**YOUR OBJECTIVE:** When you reach the line with "Expected output: a single point for each instance of the brass" in the data below, begin printing lines exactly, and stop once the line with "pane, with integer pixel coordinates." has been printed.

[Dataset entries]

★ ★ ★

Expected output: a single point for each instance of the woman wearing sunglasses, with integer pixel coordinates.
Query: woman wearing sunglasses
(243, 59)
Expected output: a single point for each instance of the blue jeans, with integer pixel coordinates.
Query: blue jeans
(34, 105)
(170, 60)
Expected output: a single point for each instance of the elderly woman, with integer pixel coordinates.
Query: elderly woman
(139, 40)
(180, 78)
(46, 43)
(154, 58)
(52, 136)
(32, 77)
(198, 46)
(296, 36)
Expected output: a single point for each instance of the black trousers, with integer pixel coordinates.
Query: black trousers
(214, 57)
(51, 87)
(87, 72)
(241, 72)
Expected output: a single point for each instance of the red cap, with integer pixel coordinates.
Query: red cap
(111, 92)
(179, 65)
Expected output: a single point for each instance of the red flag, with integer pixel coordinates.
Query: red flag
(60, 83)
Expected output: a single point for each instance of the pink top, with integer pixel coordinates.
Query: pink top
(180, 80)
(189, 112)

★ ★ ★

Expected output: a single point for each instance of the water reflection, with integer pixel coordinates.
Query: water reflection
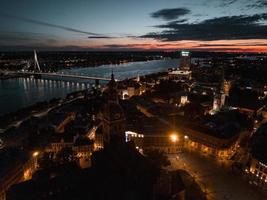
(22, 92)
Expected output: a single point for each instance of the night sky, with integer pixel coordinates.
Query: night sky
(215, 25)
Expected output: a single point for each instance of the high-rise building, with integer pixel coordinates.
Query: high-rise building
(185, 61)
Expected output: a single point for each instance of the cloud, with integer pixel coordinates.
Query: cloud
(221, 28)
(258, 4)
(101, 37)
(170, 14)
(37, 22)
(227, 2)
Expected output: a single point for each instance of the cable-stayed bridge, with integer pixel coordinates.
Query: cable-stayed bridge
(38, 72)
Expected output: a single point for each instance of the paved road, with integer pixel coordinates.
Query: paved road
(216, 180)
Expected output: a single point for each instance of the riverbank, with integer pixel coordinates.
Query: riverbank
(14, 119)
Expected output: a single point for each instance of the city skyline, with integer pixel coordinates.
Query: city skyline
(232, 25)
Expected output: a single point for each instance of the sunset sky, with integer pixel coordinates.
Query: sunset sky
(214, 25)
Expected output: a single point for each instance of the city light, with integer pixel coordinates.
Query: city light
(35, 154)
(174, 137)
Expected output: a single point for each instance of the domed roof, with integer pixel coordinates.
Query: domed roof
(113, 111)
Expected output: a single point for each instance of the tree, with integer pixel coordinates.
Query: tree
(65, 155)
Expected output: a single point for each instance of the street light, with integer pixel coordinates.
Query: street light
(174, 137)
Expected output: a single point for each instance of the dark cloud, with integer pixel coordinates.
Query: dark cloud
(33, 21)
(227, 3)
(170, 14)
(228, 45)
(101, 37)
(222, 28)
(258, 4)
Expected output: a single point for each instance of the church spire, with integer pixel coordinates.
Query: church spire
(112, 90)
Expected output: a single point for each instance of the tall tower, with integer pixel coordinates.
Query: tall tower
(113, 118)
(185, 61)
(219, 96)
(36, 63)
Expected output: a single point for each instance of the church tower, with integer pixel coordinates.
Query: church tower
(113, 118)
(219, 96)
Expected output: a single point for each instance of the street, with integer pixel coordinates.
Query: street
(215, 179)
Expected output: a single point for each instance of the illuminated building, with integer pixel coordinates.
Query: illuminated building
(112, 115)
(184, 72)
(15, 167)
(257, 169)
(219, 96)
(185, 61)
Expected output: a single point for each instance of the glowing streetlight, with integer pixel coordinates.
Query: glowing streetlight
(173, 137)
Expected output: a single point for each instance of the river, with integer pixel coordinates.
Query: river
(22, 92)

★ ★ ★

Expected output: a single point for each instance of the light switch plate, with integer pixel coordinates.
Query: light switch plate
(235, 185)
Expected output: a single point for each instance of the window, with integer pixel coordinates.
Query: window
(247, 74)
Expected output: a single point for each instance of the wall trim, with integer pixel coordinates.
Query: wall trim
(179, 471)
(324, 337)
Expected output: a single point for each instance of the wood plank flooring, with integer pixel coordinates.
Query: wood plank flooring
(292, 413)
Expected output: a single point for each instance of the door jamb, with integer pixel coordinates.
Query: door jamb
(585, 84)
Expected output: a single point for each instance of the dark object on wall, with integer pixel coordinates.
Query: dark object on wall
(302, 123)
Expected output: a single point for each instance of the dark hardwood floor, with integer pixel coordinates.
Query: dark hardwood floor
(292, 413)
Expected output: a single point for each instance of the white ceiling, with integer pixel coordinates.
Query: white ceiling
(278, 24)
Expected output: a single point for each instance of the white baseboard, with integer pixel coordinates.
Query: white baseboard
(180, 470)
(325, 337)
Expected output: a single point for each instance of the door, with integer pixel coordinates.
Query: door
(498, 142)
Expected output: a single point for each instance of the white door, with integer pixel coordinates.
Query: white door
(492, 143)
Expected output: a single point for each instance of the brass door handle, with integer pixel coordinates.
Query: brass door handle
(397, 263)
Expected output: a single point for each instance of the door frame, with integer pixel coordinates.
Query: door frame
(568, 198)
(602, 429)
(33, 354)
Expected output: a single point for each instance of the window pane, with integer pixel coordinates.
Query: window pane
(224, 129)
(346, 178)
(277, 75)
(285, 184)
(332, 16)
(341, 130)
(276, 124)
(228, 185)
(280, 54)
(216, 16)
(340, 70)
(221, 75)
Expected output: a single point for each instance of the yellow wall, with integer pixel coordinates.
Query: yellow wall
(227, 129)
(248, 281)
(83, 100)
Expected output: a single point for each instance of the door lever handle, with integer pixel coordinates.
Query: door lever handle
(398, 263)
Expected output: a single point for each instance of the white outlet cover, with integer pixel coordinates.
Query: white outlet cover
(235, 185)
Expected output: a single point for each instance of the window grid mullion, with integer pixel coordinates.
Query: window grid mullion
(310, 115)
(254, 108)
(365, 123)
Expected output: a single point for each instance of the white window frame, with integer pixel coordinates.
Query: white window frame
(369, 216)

★ ★ ★

**RESULT:**
Expected output: a single point for each instance of the brass door handle, with integer pixel coordinates.
Query: brass door handle
(397, 263)
Expected output: a single point for each instance of the door frame, with integer pixel coordinates.
Query: door frame
(568, 198)
(602, 429)
(33, 354)
Expected output: a single point for each instance of the window pane, with integer pixel coordinates.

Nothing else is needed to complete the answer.